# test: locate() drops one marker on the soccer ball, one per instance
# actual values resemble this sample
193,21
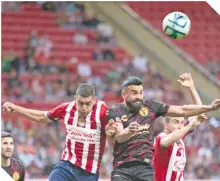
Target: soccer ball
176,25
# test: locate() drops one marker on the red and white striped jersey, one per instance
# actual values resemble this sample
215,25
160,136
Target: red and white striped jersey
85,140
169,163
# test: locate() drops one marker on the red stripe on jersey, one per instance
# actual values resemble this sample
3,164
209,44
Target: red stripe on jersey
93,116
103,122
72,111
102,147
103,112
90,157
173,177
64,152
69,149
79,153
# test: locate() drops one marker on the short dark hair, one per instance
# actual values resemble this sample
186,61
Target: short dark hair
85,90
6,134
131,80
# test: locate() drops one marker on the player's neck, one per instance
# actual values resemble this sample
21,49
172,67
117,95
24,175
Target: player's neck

+++

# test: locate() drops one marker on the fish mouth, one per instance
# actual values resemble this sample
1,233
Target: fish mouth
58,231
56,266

+++

Arrange as a numbered list the lines starting at the one containing "# test: locate() drops one marker on the red stripe" and ending at the one containing "Target: player's neck", both included, with blank lines omitted.

1. # test: locate() drops one marker on the red stripe on jersey, one per instance
2. # actual values resemble this sample
3. 3,164
4. 209,44
5. Target: red stripe on jersey
6. 93,116
7. 103,122
8. 72,111
9. 102,147
10. 103,112
11. 90,157
12. 173,177
13. 64,152
14. 69,149
15. 79,153
16. # test: locate() drops one marker on the short dark hair, one per instance
17. # actual values resemble this sample
18. 186,61
19. Target: short dark hair
20. 85,90
21. 6,134
22. 131,80
23. # test: locate() drops one marker on the player's neck, one per instance
24. # actual values resemble this sample
25. 21,49
26. 172,67
27. 117,95
28. 24,175
29. Target: player's neck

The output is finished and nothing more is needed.